═══ Source excerpt

In fairly short order, physicists studying the quantum level noticed some peculiar things about this tiny world. For one, the particles that exist on this level have a way of taking different forms arbitrarily. For example, scientists have observed photons -- tiny packets of light -- acting as particles and waves. Even a single photon exhibits this shape-shifting [source: Brown University]. Imagine if you looked and acted like a solid human being when a friend glanced at you, but when he looked back again, you'd taken a gaseous form.
This has come to be known as the Heisenberg Uncertainty Principle. The physicist Werner Heisenberg suggested that just by observing quantum matter, we affect the behavior of that matter. Thus, we can never be fully certain of the nature of a quantum object or its attributes, like velocity and location.
This idea is supported by the Copenhagen interpretation of quantum mechanics. Posed by the Danish physicist Niels Bohr, this interpretation says that all quantum particles don't exist in one state or the other, but in all of its possible states at once. The sum total of possible states of a quantum object is called its wave function. The state of an object existing in all of its possible states at once is called its superposition.

══════

* Exercise aim
Duplicate the quantum physics passage word for word, starting at the words "In fairly short" and ending after "a gaseous form.". Work from the quantum physics passage alone.

═══ Entries supplied

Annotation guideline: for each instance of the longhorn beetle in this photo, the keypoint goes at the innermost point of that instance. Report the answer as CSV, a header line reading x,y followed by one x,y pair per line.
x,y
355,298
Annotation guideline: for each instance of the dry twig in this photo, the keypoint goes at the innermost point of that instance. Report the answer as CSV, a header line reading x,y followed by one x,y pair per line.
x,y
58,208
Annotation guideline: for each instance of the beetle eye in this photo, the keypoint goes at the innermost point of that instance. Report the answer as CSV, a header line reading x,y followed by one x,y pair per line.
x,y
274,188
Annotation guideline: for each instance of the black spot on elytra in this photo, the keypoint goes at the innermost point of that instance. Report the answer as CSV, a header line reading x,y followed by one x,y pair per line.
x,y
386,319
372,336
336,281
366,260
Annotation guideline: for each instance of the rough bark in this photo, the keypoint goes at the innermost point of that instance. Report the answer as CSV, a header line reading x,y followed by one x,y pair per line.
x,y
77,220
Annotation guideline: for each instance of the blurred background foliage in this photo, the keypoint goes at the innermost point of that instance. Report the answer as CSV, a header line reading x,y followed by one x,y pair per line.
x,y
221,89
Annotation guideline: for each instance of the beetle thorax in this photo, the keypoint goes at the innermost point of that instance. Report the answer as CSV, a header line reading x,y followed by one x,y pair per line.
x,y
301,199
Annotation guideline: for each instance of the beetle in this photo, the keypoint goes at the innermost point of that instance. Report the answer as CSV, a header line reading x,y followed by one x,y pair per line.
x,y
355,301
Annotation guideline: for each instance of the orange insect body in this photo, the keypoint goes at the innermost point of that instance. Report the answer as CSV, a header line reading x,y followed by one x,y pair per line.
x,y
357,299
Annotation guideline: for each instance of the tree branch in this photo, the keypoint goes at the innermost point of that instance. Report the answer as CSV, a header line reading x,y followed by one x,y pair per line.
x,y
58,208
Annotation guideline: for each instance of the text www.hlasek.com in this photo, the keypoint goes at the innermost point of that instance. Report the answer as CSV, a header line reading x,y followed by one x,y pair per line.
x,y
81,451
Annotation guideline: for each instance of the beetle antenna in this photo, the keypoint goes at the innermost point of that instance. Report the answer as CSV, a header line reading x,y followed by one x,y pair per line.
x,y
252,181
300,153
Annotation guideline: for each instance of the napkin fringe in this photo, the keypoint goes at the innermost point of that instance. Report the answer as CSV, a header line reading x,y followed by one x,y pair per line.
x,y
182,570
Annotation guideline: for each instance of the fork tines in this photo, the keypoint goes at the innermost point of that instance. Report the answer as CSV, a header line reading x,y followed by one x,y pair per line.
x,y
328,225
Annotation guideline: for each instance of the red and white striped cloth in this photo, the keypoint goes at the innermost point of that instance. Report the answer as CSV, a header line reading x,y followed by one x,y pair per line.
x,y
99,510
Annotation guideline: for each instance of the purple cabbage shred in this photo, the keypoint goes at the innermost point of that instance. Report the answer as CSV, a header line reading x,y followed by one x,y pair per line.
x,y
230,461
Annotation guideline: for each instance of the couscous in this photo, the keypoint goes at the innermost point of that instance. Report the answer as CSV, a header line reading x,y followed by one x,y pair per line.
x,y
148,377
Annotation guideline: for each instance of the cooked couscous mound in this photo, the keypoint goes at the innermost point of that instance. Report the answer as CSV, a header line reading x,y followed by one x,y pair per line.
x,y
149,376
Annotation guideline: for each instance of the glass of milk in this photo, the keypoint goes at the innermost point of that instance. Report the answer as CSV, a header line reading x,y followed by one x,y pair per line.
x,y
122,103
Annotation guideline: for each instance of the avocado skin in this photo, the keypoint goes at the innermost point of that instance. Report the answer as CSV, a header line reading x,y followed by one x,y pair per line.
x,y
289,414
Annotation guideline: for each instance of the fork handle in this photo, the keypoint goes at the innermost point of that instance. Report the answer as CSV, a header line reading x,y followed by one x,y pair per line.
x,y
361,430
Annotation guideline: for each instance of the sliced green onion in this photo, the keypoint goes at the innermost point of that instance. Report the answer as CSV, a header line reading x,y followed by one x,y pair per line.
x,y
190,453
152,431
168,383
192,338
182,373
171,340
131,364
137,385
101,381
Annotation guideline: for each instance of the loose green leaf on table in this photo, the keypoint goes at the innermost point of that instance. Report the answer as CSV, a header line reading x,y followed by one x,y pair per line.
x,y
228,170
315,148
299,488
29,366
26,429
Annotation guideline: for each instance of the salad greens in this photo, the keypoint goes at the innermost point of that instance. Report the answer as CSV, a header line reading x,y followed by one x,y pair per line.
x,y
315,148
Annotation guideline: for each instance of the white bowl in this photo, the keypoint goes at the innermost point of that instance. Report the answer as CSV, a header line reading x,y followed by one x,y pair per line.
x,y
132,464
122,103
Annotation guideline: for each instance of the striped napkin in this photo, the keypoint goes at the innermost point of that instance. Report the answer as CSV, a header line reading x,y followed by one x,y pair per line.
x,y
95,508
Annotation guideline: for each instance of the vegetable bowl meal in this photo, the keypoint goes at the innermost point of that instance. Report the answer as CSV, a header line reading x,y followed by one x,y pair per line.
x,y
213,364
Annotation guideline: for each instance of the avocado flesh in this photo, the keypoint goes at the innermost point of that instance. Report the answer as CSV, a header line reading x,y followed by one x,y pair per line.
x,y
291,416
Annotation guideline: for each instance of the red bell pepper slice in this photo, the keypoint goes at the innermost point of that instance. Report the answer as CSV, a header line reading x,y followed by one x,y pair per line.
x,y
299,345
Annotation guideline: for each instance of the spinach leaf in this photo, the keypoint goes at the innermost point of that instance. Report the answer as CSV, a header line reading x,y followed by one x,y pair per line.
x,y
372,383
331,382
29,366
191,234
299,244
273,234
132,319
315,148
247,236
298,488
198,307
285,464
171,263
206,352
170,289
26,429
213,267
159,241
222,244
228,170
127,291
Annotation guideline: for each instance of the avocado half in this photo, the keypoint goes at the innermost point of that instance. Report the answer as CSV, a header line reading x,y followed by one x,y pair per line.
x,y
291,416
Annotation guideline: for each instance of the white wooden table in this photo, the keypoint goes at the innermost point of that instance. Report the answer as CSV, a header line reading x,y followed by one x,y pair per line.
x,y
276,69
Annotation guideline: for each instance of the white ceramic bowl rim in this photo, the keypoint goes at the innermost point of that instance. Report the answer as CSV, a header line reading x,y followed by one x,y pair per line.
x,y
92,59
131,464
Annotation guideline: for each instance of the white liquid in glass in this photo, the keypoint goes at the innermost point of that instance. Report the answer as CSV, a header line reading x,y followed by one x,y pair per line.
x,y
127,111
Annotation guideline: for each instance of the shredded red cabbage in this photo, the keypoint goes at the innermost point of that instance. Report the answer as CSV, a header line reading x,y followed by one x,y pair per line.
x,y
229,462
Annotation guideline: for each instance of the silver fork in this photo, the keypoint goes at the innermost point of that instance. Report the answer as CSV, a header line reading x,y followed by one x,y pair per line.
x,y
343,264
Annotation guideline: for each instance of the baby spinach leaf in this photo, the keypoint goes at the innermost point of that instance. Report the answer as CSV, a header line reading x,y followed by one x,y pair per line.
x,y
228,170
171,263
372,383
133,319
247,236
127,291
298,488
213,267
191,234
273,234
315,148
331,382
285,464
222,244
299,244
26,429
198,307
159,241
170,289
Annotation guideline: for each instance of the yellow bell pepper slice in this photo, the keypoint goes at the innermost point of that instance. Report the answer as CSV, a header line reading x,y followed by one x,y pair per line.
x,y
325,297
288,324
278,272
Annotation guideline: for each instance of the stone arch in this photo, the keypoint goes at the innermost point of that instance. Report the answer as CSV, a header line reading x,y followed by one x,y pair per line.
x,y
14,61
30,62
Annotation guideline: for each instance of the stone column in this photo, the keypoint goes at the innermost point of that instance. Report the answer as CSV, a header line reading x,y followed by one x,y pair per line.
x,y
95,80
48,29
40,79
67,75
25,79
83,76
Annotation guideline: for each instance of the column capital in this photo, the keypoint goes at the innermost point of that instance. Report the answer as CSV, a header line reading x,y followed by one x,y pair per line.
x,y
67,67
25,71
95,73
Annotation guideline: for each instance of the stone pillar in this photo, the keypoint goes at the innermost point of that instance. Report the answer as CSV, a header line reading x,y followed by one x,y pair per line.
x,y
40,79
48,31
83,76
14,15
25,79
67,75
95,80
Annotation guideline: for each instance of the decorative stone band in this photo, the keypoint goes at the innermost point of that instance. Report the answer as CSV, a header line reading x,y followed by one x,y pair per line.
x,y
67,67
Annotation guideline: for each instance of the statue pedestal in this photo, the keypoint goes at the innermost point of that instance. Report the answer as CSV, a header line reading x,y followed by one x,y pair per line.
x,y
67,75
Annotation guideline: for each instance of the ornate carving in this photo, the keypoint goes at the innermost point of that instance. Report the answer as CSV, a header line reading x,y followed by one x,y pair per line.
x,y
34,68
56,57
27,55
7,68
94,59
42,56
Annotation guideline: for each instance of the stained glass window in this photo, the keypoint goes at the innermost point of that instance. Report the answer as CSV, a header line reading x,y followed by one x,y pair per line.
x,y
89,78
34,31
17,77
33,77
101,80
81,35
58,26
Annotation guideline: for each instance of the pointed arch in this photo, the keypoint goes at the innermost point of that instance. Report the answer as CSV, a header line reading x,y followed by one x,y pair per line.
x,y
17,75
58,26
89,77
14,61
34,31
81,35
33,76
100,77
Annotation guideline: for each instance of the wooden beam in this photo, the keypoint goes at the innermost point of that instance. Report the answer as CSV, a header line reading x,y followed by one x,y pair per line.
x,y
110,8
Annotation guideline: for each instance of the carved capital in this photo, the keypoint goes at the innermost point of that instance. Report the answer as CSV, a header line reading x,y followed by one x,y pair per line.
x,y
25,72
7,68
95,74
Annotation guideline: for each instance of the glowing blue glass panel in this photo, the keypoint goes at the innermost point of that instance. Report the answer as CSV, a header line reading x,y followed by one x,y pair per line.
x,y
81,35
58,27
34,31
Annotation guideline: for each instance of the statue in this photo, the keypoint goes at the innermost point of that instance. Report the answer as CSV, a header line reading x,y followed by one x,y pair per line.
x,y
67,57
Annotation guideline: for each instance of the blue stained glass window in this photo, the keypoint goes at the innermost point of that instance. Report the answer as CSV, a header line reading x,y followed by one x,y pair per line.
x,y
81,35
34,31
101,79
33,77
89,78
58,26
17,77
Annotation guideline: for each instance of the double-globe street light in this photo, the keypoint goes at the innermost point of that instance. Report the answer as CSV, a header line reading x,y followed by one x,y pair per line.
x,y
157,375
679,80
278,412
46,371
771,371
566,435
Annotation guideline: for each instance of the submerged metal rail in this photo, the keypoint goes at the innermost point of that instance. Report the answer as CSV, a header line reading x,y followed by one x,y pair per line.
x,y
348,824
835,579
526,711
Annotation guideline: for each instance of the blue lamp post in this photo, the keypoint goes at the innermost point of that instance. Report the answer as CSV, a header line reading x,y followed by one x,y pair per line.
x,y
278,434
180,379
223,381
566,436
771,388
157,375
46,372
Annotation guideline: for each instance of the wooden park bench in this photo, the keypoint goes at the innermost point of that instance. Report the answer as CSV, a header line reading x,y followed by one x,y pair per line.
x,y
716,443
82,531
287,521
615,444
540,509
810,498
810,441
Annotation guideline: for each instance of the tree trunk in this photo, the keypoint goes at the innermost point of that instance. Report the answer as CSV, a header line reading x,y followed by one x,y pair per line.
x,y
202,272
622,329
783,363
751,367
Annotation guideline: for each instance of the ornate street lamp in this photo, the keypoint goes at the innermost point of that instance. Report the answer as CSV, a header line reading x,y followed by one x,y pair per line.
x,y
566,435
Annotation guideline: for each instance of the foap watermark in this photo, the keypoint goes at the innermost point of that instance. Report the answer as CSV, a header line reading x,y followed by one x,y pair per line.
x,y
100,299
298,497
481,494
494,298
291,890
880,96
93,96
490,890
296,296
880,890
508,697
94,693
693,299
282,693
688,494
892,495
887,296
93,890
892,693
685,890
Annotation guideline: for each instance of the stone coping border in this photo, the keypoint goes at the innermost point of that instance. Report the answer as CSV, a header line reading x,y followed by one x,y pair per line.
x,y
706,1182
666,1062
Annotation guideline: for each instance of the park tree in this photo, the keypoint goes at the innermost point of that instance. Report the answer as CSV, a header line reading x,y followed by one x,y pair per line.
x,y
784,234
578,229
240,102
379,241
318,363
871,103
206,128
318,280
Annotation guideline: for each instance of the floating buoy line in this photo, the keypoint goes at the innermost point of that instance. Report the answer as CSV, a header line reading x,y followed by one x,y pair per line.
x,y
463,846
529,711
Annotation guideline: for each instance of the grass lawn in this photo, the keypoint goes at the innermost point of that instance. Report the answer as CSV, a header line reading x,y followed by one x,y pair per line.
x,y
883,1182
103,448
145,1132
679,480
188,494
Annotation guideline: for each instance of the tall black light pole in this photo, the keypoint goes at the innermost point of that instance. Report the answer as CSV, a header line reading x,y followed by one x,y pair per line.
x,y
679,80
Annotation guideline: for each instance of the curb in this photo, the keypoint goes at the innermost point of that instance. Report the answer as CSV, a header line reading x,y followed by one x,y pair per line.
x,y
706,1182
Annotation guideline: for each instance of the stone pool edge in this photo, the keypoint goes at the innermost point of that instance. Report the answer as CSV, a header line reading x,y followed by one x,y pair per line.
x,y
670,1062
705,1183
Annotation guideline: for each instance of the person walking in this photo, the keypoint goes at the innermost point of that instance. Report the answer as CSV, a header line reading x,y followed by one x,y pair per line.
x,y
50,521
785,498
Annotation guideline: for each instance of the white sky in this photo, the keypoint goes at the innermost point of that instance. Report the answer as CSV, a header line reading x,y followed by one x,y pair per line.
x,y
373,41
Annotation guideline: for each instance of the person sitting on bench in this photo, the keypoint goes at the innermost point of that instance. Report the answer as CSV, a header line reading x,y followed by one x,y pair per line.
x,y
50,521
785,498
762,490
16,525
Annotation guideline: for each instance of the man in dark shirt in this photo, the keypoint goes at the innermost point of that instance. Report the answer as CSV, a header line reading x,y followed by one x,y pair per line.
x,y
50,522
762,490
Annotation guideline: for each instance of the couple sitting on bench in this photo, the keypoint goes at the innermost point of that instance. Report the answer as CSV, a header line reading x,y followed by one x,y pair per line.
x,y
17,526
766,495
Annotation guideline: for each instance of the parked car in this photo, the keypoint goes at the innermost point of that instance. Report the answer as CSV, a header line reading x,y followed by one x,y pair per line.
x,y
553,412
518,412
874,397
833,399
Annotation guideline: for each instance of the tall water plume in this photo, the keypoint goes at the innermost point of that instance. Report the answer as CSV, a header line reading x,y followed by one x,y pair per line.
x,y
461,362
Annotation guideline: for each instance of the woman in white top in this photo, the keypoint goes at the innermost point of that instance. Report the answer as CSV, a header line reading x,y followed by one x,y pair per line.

══════

* Correct answer
In fairly short order, physicists studying the quantum level noticed some peculiar things about this tiny world. For one, the particles that exist on this level have a way of taking different forms arbitrarily. For example, scientists have observed photons -- tiny packets of light -- acting as particles and waves. Even a single photon exhibits this shape-shifting [source: Brown University]. Imagine if you looked and acted like a solid human being when a friend glanced at you, but when he looked back again, you'd taken a gaseous form.